> **ACTIVITIES**
[a] From the passage on LLM efficiency, write out the portion starting with "The field of" and going on through "deployment of LLMs.".
[b] Answer these from the passage on LLM efficiency:
(i) What three goals are researchers exploring innovative methods to achieve?
(ii) Which three advances are said to be paving the way for faster and more cost-effective deployment of LLMs?
(iii) What three kinds of contributions do the several papers include?

> **TEXT EXCERPT**
[Start of Attachment]

The field of large language models (LLMs) is moving towards improving efficiency and scalability, particularly in resource-constrained environments. Researchers are exploring innovative methods to reduce memory usage, increase parallelism, and enhance performance. Notably, advances in speculative decoding, distributed inference, and mixture-of-experts (MoE) architectures are paving the way for faster and more cost-effective deployment of LLMs.
Several papers have made significant contributions to this area, including the development of device-aware inference engines, distributed inference platforms, and novel scheduling strategies.

[End of Attachment]

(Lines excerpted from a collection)
[Start of Attachment]

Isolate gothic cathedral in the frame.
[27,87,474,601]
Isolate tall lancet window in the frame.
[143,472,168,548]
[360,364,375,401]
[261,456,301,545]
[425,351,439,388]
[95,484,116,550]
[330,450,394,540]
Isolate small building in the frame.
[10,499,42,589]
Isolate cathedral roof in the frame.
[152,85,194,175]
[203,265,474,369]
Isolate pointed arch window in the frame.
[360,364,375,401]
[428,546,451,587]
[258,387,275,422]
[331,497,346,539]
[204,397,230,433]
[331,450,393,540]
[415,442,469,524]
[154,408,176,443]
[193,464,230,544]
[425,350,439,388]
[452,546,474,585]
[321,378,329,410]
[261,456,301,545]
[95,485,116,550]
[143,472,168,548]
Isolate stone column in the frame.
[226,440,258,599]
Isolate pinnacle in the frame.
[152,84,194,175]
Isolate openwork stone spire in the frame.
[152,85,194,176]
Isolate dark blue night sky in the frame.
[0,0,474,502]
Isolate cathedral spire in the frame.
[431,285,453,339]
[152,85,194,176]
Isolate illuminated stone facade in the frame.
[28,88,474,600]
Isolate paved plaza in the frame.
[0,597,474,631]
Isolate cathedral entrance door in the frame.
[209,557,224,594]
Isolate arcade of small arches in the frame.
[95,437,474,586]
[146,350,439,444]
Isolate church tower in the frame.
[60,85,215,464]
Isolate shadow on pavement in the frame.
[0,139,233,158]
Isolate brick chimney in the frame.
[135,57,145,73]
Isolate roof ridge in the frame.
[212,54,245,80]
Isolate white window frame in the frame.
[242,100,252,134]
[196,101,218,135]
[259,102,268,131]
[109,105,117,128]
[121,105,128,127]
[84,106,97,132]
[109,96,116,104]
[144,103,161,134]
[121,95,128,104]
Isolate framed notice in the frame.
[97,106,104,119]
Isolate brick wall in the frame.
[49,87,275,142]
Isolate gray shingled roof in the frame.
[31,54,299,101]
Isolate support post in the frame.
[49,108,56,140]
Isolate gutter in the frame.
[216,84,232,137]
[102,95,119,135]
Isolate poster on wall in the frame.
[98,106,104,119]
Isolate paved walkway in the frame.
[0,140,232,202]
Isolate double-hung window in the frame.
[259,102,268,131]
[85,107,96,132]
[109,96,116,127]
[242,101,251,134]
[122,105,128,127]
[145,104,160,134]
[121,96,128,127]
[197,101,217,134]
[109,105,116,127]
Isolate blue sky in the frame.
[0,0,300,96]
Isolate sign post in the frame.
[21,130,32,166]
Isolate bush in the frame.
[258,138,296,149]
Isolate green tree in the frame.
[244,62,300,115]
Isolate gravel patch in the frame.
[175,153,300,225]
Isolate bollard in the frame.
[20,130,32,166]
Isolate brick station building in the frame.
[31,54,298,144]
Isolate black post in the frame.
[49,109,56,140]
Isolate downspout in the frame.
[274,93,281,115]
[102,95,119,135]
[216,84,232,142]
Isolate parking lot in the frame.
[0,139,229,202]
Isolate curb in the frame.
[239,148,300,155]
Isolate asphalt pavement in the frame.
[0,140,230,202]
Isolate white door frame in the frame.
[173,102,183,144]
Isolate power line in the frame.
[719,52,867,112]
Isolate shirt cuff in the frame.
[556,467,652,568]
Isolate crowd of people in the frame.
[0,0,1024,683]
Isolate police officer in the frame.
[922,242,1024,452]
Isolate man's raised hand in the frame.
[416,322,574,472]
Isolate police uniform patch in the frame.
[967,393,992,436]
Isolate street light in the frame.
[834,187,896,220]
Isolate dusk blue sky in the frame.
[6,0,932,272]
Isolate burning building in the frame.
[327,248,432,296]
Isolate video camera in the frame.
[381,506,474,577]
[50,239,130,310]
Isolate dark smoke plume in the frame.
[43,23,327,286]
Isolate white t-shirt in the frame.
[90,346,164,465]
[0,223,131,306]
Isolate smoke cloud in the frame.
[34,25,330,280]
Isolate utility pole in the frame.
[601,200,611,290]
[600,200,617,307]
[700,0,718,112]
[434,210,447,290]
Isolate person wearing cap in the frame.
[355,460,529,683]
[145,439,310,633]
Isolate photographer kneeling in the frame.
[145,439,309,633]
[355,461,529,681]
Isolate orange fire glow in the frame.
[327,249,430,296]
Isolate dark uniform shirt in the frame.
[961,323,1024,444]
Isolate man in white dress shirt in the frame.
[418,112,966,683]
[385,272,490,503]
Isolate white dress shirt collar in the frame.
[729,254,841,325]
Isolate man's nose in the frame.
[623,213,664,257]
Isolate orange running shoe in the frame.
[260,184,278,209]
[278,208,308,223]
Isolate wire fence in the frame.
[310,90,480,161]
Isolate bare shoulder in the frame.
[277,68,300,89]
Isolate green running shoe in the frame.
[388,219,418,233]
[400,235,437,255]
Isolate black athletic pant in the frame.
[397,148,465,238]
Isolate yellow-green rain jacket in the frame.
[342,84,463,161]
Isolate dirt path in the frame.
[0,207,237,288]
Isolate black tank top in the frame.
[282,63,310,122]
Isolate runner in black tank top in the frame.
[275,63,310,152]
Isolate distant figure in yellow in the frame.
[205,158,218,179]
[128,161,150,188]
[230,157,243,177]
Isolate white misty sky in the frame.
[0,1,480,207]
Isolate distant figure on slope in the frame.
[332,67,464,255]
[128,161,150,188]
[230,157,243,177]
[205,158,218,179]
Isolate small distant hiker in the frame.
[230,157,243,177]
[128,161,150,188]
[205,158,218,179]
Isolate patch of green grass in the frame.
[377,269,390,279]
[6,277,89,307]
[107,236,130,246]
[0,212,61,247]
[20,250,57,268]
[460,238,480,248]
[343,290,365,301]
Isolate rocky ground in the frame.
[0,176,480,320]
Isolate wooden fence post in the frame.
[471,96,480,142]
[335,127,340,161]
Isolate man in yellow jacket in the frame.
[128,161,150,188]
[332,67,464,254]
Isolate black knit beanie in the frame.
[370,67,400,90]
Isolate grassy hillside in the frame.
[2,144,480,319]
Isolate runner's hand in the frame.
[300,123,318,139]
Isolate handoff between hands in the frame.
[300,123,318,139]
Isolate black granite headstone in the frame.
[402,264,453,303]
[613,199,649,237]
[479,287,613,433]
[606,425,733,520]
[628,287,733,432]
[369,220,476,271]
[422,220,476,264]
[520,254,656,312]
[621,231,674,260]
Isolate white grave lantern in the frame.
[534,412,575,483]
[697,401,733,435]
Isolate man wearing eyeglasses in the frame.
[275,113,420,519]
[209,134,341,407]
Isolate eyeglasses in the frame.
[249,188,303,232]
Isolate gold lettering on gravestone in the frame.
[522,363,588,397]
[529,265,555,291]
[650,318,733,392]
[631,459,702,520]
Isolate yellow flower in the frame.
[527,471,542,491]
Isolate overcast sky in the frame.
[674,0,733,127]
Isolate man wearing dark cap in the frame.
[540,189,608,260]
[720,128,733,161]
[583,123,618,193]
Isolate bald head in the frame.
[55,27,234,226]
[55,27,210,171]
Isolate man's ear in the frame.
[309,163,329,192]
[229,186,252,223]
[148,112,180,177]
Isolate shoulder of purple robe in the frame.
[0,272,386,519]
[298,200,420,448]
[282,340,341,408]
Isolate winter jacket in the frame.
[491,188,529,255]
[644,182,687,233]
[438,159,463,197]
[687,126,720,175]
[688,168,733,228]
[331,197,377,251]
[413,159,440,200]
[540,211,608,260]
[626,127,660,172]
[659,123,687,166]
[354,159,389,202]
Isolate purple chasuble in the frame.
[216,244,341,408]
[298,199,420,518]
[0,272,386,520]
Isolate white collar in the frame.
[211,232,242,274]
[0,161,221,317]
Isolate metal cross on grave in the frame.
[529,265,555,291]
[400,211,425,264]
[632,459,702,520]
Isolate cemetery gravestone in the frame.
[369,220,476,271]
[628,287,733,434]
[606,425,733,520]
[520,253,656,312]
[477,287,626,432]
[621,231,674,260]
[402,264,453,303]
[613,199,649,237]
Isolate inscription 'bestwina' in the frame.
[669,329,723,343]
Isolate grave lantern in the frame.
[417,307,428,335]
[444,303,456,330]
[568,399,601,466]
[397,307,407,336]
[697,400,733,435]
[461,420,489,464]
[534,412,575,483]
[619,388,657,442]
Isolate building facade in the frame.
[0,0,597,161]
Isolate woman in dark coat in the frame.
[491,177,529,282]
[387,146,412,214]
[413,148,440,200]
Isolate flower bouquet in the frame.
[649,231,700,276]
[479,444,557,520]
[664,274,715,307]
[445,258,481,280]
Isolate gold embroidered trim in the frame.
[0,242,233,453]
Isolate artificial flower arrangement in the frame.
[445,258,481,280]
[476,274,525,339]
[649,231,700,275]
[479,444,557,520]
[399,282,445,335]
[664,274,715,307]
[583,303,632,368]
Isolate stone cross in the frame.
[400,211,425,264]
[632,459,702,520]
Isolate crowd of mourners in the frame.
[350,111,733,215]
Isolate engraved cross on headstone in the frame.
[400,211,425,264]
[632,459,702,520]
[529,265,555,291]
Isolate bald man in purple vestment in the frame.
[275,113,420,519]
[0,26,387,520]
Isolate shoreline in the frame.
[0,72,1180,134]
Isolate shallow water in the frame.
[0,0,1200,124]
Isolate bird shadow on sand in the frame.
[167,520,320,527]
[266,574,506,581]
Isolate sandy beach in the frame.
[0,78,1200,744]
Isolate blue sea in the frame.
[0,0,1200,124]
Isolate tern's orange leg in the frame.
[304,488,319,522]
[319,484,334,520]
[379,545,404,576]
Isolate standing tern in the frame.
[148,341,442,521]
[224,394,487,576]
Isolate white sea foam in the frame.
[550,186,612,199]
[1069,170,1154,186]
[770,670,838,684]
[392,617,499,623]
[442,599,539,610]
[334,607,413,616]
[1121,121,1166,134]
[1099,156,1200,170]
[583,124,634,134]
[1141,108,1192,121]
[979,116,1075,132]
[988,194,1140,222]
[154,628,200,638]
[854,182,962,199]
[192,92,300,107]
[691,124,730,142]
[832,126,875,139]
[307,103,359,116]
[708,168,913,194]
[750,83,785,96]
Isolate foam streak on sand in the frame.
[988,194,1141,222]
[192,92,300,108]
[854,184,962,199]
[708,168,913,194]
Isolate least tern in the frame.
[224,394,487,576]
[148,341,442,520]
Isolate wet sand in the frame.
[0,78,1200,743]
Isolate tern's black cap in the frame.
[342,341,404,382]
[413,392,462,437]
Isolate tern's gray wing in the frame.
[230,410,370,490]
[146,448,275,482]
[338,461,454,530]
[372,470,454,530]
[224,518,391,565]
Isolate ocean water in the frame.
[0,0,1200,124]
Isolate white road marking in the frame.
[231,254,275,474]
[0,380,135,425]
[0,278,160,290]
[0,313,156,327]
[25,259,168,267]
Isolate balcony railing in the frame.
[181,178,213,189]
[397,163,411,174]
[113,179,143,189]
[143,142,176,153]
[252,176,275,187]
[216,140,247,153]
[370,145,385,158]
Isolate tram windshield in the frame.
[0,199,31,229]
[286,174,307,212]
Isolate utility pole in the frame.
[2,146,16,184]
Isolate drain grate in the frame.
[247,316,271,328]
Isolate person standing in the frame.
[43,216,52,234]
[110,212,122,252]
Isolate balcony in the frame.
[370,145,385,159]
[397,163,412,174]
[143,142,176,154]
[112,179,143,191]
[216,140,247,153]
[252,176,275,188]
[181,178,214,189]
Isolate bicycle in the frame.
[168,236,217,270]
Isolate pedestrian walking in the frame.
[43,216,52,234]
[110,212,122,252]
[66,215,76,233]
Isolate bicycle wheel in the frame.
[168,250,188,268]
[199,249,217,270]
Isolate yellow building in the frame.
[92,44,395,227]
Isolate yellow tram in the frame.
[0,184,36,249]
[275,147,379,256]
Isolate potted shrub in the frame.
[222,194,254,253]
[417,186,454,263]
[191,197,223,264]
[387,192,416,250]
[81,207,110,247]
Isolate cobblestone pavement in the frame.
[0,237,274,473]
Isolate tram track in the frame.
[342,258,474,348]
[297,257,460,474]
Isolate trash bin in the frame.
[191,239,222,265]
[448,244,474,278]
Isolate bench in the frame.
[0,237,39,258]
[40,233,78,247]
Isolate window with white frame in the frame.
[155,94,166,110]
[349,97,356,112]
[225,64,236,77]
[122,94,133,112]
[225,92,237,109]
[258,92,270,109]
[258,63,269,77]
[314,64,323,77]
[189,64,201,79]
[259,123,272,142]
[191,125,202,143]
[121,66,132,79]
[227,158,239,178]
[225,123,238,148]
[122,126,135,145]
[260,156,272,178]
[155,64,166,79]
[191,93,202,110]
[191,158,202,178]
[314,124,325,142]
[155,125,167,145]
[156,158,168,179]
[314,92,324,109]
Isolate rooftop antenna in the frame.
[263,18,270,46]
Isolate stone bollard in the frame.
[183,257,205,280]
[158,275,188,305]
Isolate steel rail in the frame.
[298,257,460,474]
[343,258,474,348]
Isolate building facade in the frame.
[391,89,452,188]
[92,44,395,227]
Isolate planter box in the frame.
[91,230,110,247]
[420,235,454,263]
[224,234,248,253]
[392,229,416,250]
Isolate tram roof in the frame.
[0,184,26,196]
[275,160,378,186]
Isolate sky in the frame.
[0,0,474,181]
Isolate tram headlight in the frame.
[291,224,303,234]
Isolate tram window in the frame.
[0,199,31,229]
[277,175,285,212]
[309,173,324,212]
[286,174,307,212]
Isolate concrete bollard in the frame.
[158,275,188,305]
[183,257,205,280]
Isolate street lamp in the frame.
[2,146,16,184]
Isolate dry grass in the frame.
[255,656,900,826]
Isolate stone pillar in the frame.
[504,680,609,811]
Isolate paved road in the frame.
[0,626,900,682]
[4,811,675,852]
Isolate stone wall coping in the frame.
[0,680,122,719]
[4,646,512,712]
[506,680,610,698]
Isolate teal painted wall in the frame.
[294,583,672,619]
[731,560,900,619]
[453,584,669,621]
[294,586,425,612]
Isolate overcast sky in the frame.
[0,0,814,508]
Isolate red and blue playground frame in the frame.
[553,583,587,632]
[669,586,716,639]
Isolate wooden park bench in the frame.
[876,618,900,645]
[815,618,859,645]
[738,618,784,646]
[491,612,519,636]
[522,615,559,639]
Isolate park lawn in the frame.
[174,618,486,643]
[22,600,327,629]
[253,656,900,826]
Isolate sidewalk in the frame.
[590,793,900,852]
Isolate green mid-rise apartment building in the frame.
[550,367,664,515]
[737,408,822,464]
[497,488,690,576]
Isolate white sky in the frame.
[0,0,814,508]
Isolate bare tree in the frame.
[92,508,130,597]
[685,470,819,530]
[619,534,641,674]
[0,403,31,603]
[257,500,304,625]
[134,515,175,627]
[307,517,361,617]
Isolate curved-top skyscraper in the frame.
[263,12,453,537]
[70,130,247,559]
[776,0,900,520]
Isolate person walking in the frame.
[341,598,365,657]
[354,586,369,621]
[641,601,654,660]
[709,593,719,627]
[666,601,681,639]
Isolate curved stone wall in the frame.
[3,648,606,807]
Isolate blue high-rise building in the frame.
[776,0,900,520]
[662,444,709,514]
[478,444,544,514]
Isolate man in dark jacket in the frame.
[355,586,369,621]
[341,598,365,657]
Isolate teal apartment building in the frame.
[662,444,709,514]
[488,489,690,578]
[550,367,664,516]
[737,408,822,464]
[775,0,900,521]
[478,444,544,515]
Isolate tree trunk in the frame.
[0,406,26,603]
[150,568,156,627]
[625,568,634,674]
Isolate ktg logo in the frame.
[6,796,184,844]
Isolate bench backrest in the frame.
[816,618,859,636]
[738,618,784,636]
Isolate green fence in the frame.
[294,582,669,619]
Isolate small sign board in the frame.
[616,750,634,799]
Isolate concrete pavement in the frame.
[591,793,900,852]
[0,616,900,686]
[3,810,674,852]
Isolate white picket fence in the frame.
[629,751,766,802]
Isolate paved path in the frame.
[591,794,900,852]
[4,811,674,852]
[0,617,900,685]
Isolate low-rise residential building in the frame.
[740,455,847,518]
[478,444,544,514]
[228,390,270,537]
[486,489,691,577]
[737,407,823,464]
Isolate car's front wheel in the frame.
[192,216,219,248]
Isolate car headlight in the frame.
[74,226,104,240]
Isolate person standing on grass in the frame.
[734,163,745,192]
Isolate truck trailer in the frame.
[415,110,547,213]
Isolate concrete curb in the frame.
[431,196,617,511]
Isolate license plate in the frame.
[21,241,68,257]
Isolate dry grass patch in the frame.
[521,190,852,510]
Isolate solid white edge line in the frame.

[End of Attachment]

> **SOLUTIONS BY TASK**
[a]
The field of large language models (LLMs) is moving towards improving efficiency and scalability, particularly in resource-constrained environments. Researchers are exploring innovative methods to reduce memory usage, increase parallelism, and enhance performance. Notably, advances in speculative decoding, distributed inference, and mixture-of-experts (MoE) architectures are paving the way for faster and more cost-effective deployment of LLMs.

[b]
(i) Reducing memory usage, increasing parallelism, and enhancing performance.
(ii) Speculative decoding, distributed inference, and mixture-of-experts (MoE) architectures.
(iii) Device-aware inference engines, distributed inference platforms, and novel scheduling strategies.